WHAT TO DO –
Please quote exactly the opening lines of the data, from the first line to the one where "Each instance of the wooden baluster" appears.

DATA SUPPLIED –
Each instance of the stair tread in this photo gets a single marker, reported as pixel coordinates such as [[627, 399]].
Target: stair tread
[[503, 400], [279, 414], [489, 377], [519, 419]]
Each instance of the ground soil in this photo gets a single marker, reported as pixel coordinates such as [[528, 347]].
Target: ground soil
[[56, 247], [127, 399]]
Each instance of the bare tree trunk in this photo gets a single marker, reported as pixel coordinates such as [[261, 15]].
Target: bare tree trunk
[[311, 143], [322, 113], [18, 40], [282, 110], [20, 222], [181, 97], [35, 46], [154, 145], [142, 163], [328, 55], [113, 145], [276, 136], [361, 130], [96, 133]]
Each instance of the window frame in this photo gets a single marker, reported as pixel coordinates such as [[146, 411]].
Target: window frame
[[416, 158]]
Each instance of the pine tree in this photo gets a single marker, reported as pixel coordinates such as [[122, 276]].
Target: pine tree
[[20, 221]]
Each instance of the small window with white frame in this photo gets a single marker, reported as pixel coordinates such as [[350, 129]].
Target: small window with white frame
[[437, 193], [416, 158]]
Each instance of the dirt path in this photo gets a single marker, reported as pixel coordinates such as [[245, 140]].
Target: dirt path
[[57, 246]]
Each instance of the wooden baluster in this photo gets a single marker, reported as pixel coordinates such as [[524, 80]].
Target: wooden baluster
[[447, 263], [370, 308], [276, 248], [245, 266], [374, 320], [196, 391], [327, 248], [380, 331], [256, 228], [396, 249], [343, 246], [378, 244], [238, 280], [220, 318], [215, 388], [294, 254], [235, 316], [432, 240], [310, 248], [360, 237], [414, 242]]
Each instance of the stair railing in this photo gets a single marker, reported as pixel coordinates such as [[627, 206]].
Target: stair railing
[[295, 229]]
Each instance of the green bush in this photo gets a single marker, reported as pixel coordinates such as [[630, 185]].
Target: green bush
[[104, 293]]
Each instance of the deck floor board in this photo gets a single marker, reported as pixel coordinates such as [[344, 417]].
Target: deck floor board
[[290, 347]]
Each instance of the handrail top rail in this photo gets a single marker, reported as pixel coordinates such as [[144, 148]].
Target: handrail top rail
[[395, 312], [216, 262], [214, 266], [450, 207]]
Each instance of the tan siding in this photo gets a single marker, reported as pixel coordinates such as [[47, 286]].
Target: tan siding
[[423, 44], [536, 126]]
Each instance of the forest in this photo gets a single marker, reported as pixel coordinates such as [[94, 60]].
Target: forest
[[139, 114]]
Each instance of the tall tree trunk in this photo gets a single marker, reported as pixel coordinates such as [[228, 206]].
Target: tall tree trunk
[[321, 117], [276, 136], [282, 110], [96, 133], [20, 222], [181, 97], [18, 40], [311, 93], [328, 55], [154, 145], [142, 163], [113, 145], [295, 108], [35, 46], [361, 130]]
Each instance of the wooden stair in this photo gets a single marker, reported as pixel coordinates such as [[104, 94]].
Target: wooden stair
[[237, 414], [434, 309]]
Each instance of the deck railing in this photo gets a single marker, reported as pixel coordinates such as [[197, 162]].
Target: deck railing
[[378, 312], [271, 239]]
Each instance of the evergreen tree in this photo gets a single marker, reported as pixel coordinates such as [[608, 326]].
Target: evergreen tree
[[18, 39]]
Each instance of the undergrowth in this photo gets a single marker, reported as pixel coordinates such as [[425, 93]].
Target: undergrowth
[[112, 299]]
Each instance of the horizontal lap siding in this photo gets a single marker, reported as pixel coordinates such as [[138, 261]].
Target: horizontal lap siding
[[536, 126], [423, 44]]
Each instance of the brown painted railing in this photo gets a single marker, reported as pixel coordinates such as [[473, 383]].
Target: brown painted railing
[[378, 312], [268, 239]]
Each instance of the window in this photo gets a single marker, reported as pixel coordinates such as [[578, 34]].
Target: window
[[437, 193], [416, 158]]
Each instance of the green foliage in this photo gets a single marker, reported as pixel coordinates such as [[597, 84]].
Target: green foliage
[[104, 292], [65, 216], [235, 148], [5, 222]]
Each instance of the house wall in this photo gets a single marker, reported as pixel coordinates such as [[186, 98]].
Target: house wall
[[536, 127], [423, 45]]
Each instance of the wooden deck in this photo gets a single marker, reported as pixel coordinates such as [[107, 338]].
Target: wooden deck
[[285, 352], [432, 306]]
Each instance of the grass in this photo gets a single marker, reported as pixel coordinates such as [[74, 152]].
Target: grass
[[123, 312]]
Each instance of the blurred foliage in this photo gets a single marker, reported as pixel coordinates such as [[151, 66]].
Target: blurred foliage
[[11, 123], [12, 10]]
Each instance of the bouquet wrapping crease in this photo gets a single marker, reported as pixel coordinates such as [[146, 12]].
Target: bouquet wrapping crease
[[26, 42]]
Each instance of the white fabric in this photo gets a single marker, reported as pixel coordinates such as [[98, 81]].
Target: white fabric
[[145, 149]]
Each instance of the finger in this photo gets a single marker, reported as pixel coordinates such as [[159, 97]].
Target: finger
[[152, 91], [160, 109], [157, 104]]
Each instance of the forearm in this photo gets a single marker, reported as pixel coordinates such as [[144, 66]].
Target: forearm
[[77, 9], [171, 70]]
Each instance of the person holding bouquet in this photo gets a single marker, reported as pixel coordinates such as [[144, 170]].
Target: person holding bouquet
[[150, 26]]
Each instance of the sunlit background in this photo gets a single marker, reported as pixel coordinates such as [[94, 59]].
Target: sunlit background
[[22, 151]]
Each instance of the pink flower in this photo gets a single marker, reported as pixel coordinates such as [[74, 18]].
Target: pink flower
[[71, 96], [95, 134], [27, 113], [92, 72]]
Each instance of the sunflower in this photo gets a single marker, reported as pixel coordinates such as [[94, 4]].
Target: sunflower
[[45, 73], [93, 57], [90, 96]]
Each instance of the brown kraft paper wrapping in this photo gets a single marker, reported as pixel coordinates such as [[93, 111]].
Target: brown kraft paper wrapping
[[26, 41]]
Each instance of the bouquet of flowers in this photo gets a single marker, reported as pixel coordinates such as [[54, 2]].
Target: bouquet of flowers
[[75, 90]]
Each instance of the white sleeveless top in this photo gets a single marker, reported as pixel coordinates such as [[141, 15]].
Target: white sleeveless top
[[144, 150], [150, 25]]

EXERCISE OUTPUT –
Each instance of the stair tread in this photo gets a single marker, reported as pixel coordinates such as [[627, 399]].
Target: stair tread
[[503, 400], [279, 414], [489, 377], [519, 419]]
Each instance of the ground soil in this photo gets a single marker, reported as pixel coordinates such as [[528, 347]].
Target: ground soil
[[56, 247], [127, 399]]
Each instance of the bare tree trunk in this photo gets a single marker, reported as pixel coordinates such as [[261, 15]].
Target: bare tree trunk
[[311, 143], [322, 113], [18, 40], [282, 110], [20, 222], [181, 97], [35, 46], [154, 145], [142, 163], [328, 55], [113, 145], [276, 136], [361, 130], [96, 133]]
Each instance of the window frame in this photo gets a single marker, reported as pixel coordinates such as [[146, 411]].
Target: window frame
[[416, 158]]
Each instance of the pine tree in this photo gets a single marker, reported as pixel coordinates such as [[122, 276]].
Target: pine tree
[[20, 221]]
Each instance of the small window with white frame in this photo gets a single marker, reported as pixel coordinates such as [[350, 129]].
Target: small window with white frame
[[437, 193], [416, 158]]
Each instance of the dirt path in this photo gets a single marker, reported as pixel coordinates such as [[245, 140]].
Target: dirt path
[[57, 246]]
Each instance of the wooden baluster in this photo gets a single marker, reported as pixel coordinates such as [[524, 80]].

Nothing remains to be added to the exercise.